***** RECORDS FOR PROCESSING *****

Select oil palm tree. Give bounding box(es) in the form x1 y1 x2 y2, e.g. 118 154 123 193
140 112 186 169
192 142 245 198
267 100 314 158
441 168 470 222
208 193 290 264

*****

Please repeat the listing above in full and exactly.

== RESULT ==
Select oil palm tree. Give bounding box(es) in the form x1 y1 x2 y2, e.g. 118 154 123 193
140 112 186 169
192 142 245 198
267 100 314 158
441 168 470 222
208 193 290 264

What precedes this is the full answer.